Set down the line that contains "of the jacket" and every line after it to the end of the entries, exactly as they stand and nothing more.

** BEGIN Records **

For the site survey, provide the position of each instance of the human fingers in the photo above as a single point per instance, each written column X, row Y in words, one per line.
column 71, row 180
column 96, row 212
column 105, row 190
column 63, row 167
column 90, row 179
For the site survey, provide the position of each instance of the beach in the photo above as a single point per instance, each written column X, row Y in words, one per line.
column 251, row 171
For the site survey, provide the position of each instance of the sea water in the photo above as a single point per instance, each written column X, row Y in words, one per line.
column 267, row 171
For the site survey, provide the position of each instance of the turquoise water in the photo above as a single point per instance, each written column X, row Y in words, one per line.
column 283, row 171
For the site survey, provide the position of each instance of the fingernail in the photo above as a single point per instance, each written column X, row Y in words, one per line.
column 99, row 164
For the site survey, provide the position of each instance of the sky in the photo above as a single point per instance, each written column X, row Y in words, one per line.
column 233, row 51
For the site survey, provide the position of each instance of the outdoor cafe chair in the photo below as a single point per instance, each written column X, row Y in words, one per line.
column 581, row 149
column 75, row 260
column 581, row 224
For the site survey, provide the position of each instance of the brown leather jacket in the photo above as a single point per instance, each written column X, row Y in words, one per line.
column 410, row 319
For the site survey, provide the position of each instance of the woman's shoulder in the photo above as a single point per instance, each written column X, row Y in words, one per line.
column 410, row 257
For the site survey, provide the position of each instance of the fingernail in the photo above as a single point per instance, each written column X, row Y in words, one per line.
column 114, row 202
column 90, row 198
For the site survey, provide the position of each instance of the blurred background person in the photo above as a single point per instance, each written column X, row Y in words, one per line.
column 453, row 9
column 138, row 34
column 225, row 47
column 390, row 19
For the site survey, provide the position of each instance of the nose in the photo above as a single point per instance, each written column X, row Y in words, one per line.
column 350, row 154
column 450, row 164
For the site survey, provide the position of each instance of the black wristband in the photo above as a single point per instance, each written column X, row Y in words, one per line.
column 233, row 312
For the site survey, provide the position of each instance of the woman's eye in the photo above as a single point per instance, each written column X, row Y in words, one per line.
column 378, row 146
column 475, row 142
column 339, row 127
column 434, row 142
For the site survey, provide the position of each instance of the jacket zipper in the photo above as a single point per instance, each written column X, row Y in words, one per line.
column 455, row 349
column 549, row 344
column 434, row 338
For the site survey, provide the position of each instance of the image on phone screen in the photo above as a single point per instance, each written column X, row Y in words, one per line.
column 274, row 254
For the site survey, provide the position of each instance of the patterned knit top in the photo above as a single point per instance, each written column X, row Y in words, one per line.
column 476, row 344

** END Records **

*Correct response*.
For the site survey, provide the position of each instance of the jacket zipper in the photo above as a single point per instance, each written column X, row Y in words, one per line.
column 455, row 349
column 549, row 344
column 434, row 338
For the site survey, provide the position of each instance of the image on phone screen in the photo above as a single point per instance, each written column X, row Y in words, one per line.
column 274, row 254
For the site survey, provide the position of each instance of the patterned knit top in the photo above as a single point per instance, each written column X, row Y in words, one per line.
column 476, row 344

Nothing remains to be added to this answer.